▸ Exercise prompt: Find "Target: sunlit stone" in the records that follow; print that line and each subsequent line through the last one, verbatim and with nothing added.

▸ Source data:
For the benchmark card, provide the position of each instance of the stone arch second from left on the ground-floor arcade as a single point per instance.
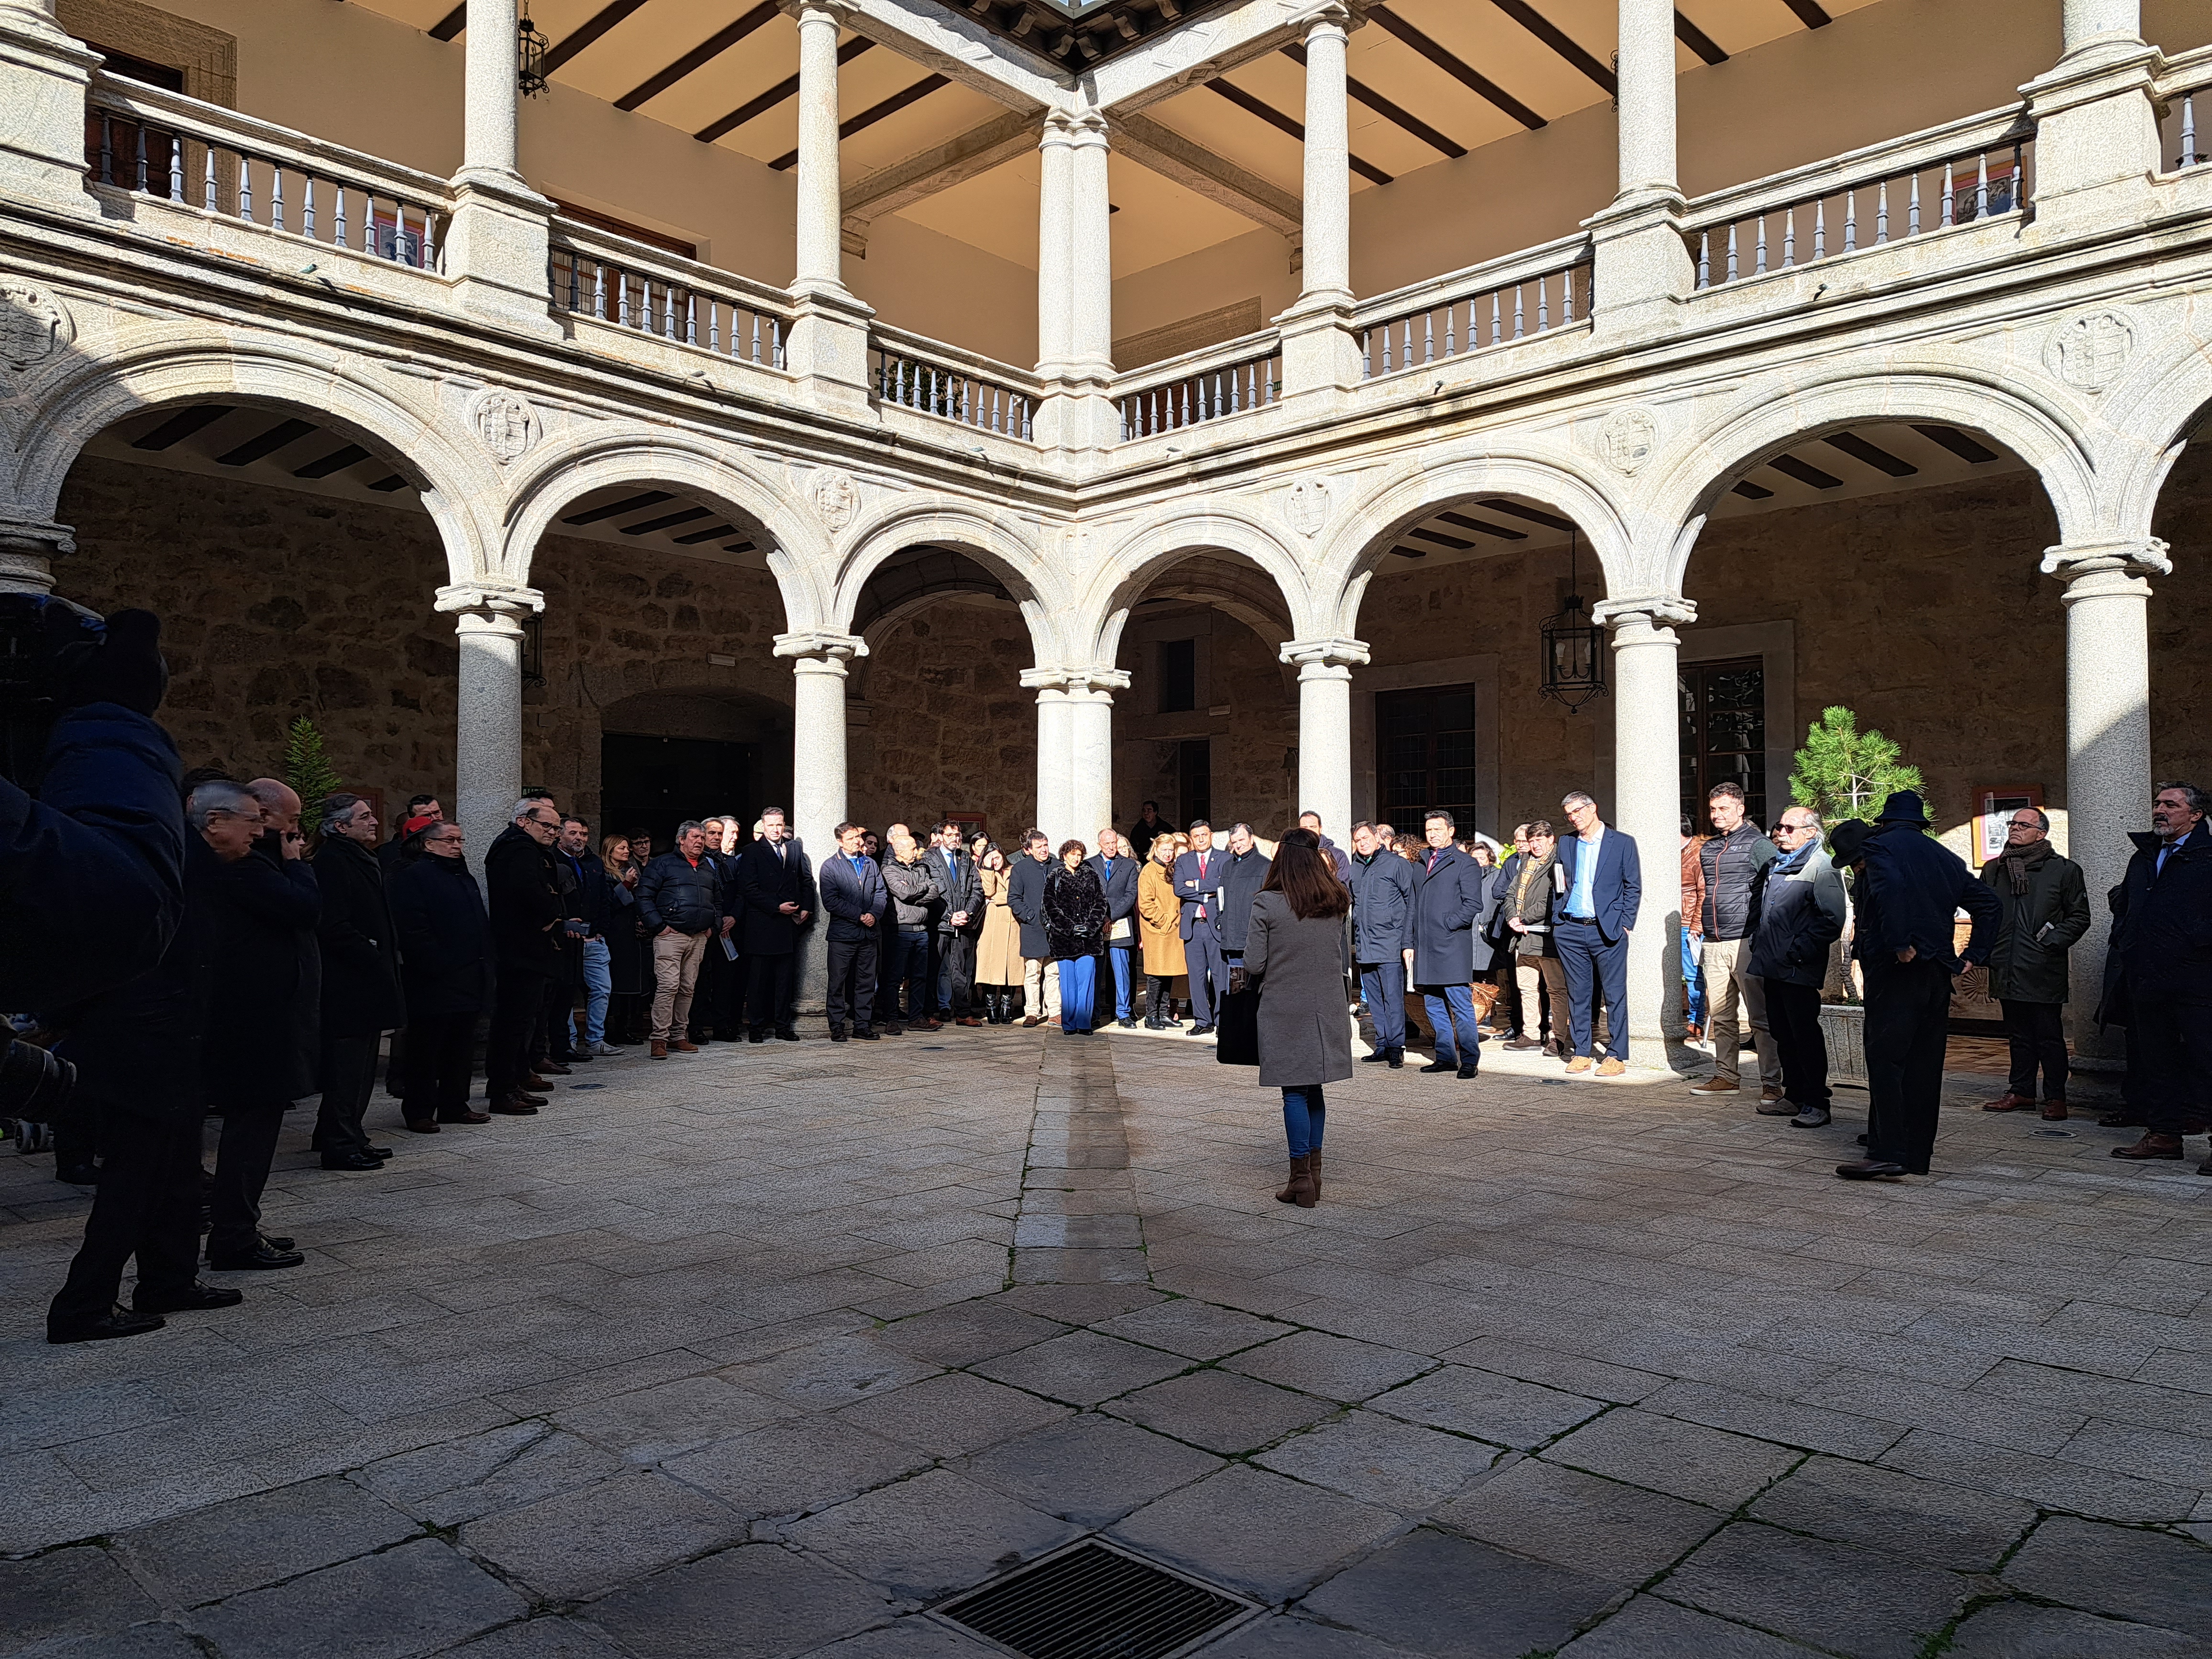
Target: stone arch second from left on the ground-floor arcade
(561, 474)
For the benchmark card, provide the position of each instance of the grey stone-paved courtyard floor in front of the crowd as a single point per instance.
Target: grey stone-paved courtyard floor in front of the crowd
(775, 1350)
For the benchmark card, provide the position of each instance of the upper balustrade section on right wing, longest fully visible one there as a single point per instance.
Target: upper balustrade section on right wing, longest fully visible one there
(1957, 176)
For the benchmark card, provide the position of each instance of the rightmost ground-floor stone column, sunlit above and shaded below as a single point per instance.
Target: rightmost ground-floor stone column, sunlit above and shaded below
(2107, 740)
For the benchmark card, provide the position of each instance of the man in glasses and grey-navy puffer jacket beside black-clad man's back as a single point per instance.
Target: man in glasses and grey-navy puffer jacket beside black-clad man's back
(1795, 915)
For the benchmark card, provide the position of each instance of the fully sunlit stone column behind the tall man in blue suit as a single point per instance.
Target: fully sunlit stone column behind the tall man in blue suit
(1647, 786)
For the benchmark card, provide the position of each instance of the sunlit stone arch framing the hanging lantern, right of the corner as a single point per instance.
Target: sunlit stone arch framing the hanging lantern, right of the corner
(1426, 488)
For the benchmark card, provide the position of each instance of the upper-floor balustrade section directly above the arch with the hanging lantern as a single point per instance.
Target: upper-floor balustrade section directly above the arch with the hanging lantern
(1472, 311)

▸ Your solution:
Target: sunlit stone arch framing the hanging lantern, right of the corner
(1426, 488)
For the benchmark card, provide the position of each instance of the upper-floor balustrade section directly above the arch with the hanging lantern as a single point per instance.
Target: upper-floor balustrade section directly above the arch with the hanging lantern
(1472, 311)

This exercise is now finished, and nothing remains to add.